_Instructions to follow:_
Write out, precisely and in full, each line of the material.

_Data supplied:_
# # # #
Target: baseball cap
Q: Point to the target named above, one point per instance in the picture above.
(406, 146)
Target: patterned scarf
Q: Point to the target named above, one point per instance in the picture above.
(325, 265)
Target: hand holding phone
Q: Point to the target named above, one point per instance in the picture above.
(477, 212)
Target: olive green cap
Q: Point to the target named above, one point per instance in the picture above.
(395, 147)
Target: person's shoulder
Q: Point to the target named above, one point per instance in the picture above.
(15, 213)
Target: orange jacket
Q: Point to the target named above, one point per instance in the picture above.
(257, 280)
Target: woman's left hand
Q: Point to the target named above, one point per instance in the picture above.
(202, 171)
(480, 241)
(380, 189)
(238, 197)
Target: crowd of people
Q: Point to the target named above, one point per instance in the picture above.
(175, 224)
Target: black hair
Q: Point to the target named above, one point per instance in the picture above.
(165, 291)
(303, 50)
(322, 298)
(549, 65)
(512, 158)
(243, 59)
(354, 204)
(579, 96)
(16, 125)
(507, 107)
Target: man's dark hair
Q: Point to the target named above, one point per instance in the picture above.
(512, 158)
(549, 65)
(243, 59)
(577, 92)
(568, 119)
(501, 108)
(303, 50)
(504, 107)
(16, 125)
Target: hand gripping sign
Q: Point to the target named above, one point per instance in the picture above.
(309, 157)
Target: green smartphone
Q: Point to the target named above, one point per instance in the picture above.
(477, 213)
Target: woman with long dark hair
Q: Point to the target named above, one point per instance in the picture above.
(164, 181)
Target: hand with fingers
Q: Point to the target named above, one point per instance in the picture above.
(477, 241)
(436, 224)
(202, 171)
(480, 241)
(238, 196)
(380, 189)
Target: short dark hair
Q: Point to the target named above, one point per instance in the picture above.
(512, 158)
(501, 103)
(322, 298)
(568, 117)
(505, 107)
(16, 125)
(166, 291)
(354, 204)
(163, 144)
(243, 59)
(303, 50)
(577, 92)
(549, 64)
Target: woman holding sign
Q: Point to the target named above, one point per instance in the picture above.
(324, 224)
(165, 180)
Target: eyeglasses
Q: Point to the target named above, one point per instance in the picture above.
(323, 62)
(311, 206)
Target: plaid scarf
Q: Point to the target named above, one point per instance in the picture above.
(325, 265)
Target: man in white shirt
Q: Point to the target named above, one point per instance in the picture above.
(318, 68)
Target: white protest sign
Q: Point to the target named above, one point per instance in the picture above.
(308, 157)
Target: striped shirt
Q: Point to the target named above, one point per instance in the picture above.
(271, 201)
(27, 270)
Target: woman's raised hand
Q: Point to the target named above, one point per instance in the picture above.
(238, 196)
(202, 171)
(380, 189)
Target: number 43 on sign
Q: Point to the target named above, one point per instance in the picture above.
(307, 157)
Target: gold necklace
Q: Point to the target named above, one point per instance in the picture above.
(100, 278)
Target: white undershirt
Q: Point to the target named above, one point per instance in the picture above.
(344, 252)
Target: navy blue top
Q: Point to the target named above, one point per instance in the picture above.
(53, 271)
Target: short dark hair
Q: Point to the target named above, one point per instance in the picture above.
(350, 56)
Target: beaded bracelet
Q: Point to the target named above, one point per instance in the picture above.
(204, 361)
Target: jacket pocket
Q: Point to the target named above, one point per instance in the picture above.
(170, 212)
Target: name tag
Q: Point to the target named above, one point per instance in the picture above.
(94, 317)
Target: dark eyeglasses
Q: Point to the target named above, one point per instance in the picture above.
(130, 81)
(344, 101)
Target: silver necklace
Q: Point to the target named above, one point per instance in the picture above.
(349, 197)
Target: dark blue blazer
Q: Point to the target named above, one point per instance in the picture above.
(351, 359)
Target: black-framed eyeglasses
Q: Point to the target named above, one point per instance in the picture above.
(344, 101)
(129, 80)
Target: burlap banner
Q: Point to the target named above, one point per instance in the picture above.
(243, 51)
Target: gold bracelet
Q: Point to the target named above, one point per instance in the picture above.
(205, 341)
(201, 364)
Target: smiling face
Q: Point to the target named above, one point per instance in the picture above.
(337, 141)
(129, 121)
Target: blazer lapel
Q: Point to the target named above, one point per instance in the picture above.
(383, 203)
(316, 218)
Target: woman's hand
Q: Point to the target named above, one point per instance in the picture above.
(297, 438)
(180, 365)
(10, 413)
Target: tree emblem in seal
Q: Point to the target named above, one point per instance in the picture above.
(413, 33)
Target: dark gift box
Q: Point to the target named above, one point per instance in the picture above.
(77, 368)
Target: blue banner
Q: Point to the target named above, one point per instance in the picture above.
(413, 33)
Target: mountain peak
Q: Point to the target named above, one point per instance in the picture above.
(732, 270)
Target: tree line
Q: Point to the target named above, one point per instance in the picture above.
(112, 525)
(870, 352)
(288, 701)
# # # #
_Exercise response:_
Target: baseball cap
Q: Point to the target named above, one point per instance in the picture above.
(406, 146)
Target: patterned scarf
Q: Point to the target named above, one point per instance in the picture above.
(325, 265)
Target: hand holding phone
Q: Point to the target named above, one point per instance in the picture above.
(477, 212)
Target: olive green cap
Q: Point to the target named above, one point per instance in the picture above.
(395, 147)
Target: person's shoulder
Q: Point to the target named above, one point per instance in the picture above.
(15, 213)
Target: orange jacket
Q: Point to the target named above, one point per instance in the picture above.
(257, 280)
Target: woman's left hand
Q: Point to the target named above, one point per instance in the picture above.
(202, 171)
(480, 241)
(380, 189)
(238, 197)
Target: crowd of people
Q: Point to the target named above, one point per instance in the picture above.
(175, 224)
Target: black hair
Q: Point to the target named above, one point per instance in the picture above.
(165, 291)
(303, 50)
(322, 298)
(549, 65)
(512, 158)
(243, 59)
(354, 204)
(579, 96)
(16, 125)
(507, 107)
Target: man's dark hair
Q: Point to the target named above, one point per instance in the picture above.
(512, 158)
(549, 65)
(243, 59)
(577, 92)
(568, 119)
(501, 108)
(303, 50)
(504, 107)
(16, 125)
Target: hand gripping sign
Q: Point to the target named above, one point per instance in the picture above.
(309, 157)
Target: green smartphone
Q: Point to the target named above, one point per instance in the picture above.
(477, 213)
Target: woman with long dark hair
Q: Point to the target named above, one point per instance in the picture above.
(164, 181)
Target: hand with fingers
Q: Point to the target named above, one point per instance in the picture above.
(477, 241)
(436, 224)
(202, 171)
(480, 241)
(238, 196)
(380, 189)
Target: short dark hair
Q: Point to the target named above, one point per instance in the picture above.
(512, 158)
(501, 103)
(322, 298)
(568, 117)
(505, 107)
(16, 125)
(166, 291)
(354, 204)
(163, 144)
(243, 59)
(303, 50)
(577, 92)
(549, 64)
Target: woman holding sign
Q: Point to the target named above, one point per instance in the picture above.
(324, 224)
(165, 180)
Target: eyeglasses
Q: Point to the target named above, one point per instance in the picture above.
(323, 62)
(311, 206)
Target: plaid scarf
Q: Point to the target named above, one point per instance in the picture above.
(325, 265)
Target: man in white shirt
Q: Point to the target named above, one point per instance in the picture above.
(318, 68)
Target: white protest sign
Q: Point to the target named above, one point per instance in the picture above.
(308, 157)
Target: striped shirt
Q: Point to the target named above, one point per instance in the picture above.
(271, 201)
(27, 270)
Target: woman's raised hand
Q: Point to the target named above, one point per instance in the picture above.
(238, 196)
(202, 171)
(380, 189)
Target: number 43 on sign
Q: Point to the target named above, one point per instance in the picture above.
(307, 157)
Target: gold necklace
Q: Point to the target named above, one point per instance in the picture above.
(100, 278)
Target: white undershirt
Q: Point to the target named above, one point per instance in the picture above.
(344, 252)
Target: navy blue top
Q: Point to the target named above, one point per instance in the picture above.
(53, 271)
Target: short dark hair
Q: Point to the target named above, one point per instance in the picture above.
(350, 56)
Target: beaded bracelet
Q: Point to the target named above, one point per instance in the picture above.
(204, 361)
Target: jacket pocket
Q: Point to the target named above, one point per instance in the picture above.
(170, 212)
Target: name tag
Q: Point to the target named above, one point per instance in the picture above.
(94, 317)
Target: dark eyeglasses
Q: Point to the target named above, one point per instance in the picture above.
(130, 81)
(344, 101)
Target: silver necklace
Q: Point to the target named above, one point per instance in the picture above.
(349, 197)
Target: dark blue blazer
Q: Point to the target named above, one point per instance in the picture above.
(351, 359)
Target: black-framed eyeglasses
Q: Point to the target named above, one point per instance in the picture above.
(344, 101)
(129, 80)
Target: burlap banner
Q: Point to the target named above, one point per instance in the picture above.
(243, 51)
Target: gold bracelet
Q: Point to the target named above, one point per instance in the picture above.
(205, 341)
(201, 364)
Target: smiling face
Q: Point to the target named above, one point per instance in the picture above.
(337, 141)
(129, 121)
Target: blazer lapel
Q: Point to the target named above, one point per instance in the picture above.
(383, 203)
(316, 218)
Target: woman's hand
Q: Point to the target named above, one point per instance in the picture above.
(297, 438)
(180, 365)
(10, 413)
Target: tree emblem in seal
Q: Point to the target named above, one point per instance in the picture above.
(413, 33)
Target: dark gift box
Q: Point to the target named above, one point per instance in the picture above.
(77, 368)
Target: blue banner
Q: Point to the target named above, one point per instance in the picture above.
(413, 33)
Target: mountain peak
Q: Point to the target named above, one point per instance in the picture above.
(732, 270)
Target: tree line
Q: Point to the target named above, one point per instance in the picture above.
(112, 525)
(870, 352)
(288, 701)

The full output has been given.